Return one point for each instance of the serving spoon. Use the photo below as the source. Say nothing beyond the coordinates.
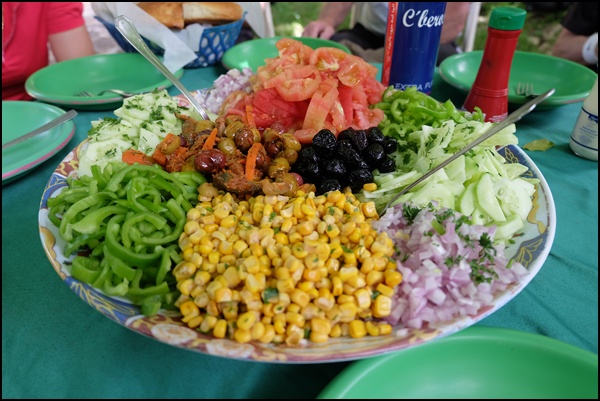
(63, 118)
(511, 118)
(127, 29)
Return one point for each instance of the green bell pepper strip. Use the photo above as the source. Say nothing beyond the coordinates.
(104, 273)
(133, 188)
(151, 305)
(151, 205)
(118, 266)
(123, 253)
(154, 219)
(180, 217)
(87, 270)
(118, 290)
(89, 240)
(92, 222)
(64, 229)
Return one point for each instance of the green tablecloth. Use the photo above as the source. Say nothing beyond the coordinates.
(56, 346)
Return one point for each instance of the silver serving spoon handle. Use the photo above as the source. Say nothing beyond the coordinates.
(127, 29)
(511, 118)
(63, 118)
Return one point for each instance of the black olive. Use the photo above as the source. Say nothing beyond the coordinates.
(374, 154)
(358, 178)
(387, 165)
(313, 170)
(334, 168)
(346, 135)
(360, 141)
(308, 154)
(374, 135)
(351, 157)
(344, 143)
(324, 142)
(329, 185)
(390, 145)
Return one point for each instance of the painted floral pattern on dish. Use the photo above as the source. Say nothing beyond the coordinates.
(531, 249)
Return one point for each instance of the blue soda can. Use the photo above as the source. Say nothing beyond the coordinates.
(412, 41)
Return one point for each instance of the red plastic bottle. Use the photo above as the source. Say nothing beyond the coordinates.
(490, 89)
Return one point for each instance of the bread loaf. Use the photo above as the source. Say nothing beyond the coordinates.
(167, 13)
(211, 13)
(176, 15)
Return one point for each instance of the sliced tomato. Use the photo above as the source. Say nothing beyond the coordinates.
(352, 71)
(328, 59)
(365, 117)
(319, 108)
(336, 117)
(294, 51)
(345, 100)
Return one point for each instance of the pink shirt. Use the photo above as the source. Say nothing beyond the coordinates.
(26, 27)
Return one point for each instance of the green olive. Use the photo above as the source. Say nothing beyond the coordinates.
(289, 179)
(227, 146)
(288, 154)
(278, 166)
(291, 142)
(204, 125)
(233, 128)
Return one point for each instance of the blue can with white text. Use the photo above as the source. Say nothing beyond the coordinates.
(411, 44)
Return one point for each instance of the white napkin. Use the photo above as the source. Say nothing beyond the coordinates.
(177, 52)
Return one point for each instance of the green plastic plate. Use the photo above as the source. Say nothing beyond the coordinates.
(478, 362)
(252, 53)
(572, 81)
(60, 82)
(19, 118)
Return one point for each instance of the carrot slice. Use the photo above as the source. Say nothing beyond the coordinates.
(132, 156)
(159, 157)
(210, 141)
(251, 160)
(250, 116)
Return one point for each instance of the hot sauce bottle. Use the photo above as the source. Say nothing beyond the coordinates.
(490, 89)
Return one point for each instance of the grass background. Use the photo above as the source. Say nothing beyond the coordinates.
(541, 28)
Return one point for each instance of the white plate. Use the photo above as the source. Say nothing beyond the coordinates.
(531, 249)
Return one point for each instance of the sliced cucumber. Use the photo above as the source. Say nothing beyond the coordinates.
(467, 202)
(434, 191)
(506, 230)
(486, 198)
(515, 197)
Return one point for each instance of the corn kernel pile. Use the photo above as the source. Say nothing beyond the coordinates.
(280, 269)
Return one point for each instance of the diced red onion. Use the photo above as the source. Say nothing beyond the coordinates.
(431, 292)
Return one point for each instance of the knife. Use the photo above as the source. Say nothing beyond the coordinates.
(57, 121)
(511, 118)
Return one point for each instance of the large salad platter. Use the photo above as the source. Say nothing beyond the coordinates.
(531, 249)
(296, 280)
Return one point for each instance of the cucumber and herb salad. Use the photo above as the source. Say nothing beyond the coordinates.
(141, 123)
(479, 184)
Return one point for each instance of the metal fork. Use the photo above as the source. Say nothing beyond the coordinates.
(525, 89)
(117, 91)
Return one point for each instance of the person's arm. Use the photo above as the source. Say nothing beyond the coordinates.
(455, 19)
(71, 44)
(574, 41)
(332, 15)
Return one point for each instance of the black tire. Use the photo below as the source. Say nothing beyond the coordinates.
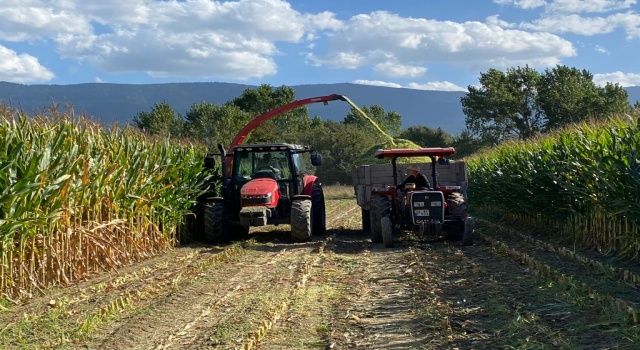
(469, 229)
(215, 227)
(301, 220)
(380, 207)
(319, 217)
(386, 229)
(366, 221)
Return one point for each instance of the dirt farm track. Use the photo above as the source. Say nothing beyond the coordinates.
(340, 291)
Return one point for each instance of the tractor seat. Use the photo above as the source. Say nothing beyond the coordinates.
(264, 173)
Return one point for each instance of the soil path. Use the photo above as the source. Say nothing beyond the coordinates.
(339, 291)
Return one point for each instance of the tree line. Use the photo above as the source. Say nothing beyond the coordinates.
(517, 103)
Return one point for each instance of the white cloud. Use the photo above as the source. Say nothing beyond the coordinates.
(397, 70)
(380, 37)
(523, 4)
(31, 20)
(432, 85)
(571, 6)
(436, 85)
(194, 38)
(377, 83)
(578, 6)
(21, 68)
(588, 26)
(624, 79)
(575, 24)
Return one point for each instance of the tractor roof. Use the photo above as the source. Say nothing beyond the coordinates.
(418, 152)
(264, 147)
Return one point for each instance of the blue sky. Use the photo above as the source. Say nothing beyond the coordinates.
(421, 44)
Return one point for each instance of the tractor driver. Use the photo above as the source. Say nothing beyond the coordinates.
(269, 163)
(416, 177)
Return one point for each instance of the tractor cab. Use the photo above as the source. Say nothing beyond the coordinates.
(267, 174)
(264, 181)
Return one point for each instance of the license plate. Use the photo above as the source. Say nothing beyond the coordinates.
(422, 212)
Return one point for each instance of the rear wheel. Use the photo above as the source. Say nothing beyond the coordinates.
+++
> **Exercise**:
Excluding the images, return each record above precisely as written.

> **Solution for this problem**:
Return one point for each instance of the serving spoon. Use the photo below as the source. Say nothing beyond the coordinates.
(63, 118)
(511, 118)
(127, 29)
Return one point for each instance of the green bell pepper strip. Use the photo above as the source. Say nothing beyond the coordinates.
(104, 273)
(133, 188)
(151, 305)
(151, 205)
(118, 266)
(123, 253)
(154, 219)
(180, 217)
(87, 270)
(118, 290)
(89, 240)
(92, 222)
(64, 229)
Return one point for each instance of the green tablecloth. Use the photo above as the source. Say nothing beyond the coordinates.
(56, 346)
Return one point for each instance of the silver serving spoon handle. Use the photo above as the source. Say nothing beyond the coordinates.
(127, 29)
(511, 118)
(63, 118)
Return one point for each instance of the black olive. Use the photo above as the source. Say nothing beyond the coordinates.
(374, 154)
(358, 178)
(387, 165)
(313, 170)
(334, 168)
(346, 135)
(360, 141)
(308, 154)
(374, 135)
(351, 157)
(344, 143)
(324, 142)
(329, 185)
(390, 145)
Return one point for each instance of the painted floral pattern on dish. Use the photo above as the source. Say nothing beyond the coordinates.
(531, 249)
Return one point for each instance of the blue soda can. Use the photo above as the source. Say nothing beyond the coordinates.
(412, 41)
Return one point for each instance of the red plastic bottle. Use the photo above as the source. Say nothing beyond the coordinates.
(490, 89)
Return one point for each instance of the bread loaf. Use the photo above as the source. Say nothing beyond the coordinates.
(167, 13)
(211, 13)
(176, 15)
Return one point for each instance of the sliced tomato. Use the photo above as the source. Say nothing beyond the coordinates.
(352, 71)
(328, 59)
(365, 117)
(319, 108)
(336, 117)
(294, 51)
(345, 100)
Return one point for each instance of the pink shirt. Use the photo above as the source. Say nothing beyond the coordinates.
(26, 27)
Return one point for each instance of the green olive. Use the photo above as the source. Say nothing beyond the coordinates.
(289, 179)
(227, 146)
(288, 154)
(278, 166)
(291, 142)
(204, 125)
(233, 128)
Return one point for each instance of the blue can with white text. Use the photo above as the source. Say nothing beyond the coordinates.
(411, 44)
Return one point for each instance of the white napkin. Use the photo above as the source. Say nothing beyond the coordinates.
(177, 52)
Return one point for each instance of the green plastic plate. Use the photo above as the source. Say nothing beyond the coordinates.
(478, 362)
(252, 53)
(572, 81)
(60, 82)
(19, 118)
Return one point for each instance of the carrot slice. Use the photo above as the source. Say nothing beyond the coordinates.
(132, 156)
(159, 157)
(210, 141)
(251, 160)
(250, 116)
Return one point for each instance of the hot sauce bottle. Use the photo above as the source. Say nothing beyond the coordinates.
(490, 89)
Return one point for each instance of the grass background. Use the photo above as the source. Say nothing beyond the coordinates.
(541, 28)
Return one point for each instance of the white plate. Use the photo above as the source. Say nothing beyond the coordinates.
(531, 249)
Return one point for each instance of the sliced cucumber. Use the photo above as the source. Say nothing beyond the coordinates.
(467, 202)
(434, 191)
(506, 230)
(486, 198)
(515, 197)
Return one point for each instance of the corn kernel pile. Use the photo above as the source. Say nothing beyond the coordinates.
(280, 269)
Return one point for each instance of the diced red onion. Use the photo above as the source. Say nothing beyond the coordinates.
(431, 292)
Return one point for each instance of the knife. Use the photo above as the source. Say nothing beyond the coordinates.
(57, 121)
(511, 118)
Return one point for each instance of the large salad platter. Use the photo above as the source. Say nothing beyond the coordinates.
(531, 249)
(296, 280)
Return one point for each instance of the cucumber and herb salad. Use the photo above as the source. Say nothing beyond the coordinates.
(141, 123)
(479, 184)
Return one point for each instance of the metal fork. Use the photo above as the source. Say nothing beyond the coordinates.
(525, 89)
(117, 91)
Return one point for each instance of the person's arm. Use the photo above as the source. Say nothing beyond the coordinates.
(455, 19)
(71, 44)
(574, 41)
(332, 15)
Return one point for each instance of the black tire. Use the photo below as the source. Say nothing beyond the coordinates.
(469, 229)
(215, 227)
(301, 220)
(380, 207)
(319, 217)
(386, 229)
(366, 221)
Return one point for each instance of the dirt farm track. Use the photo above as the source. Say nothing beyond the coordinates.
(340, 291)
Return one point for each instance of the tractor seat. Use the photo above as the source. Say nothing beyond the coordinates.
(264, 173)
Return one point for each instance of the soil path. Use the photo above as the source. Say nothing beyond the coordinates.
(339, 291)
Return one point for each instance of the tree line. Use the photo above as the source. Say nothing beyond the coordinates.
(517, 103)
Return one point for each instance of the white cloud. Use the photo above as the source. Say nothing beyond the coordinates.
(397, 70)
(380, 37)
(523, 4)
(31, 20)
(432, 85)
(571, 6)
(436, 85)
(194, 38)
(377, 83)
(578, 6)
(21, 68)
(588, 26)
(624, 79)
(575, 24)
Return one point for each instance of the tractor roof. Use the photo above as the source. Say nothing beyond the coordinates.
(418, 152)
(264, 147)
Return one point for each instance of the blue sky. Use the photo above as the source. Say nothing beyond the coordinates.
(421, 44)
Return one point for each instance of the tractor driver. Use the photo above as the source. Say nothing beyond the coordinates.
(269, 163)
(416, 177)
Return one point for each instance of the tractor cab. Use the photo above as the source. Say nothing beyond the coordinates.
(267, 174)
(264, 181)
Return one point for each instance of the license plate. Use the photo above as the source. Say nothing beyond the coordinates.
(422, 212)
Return one point for each instance of the rear wheel. Use the photo above as the source. Say nothing beyond the coordinates.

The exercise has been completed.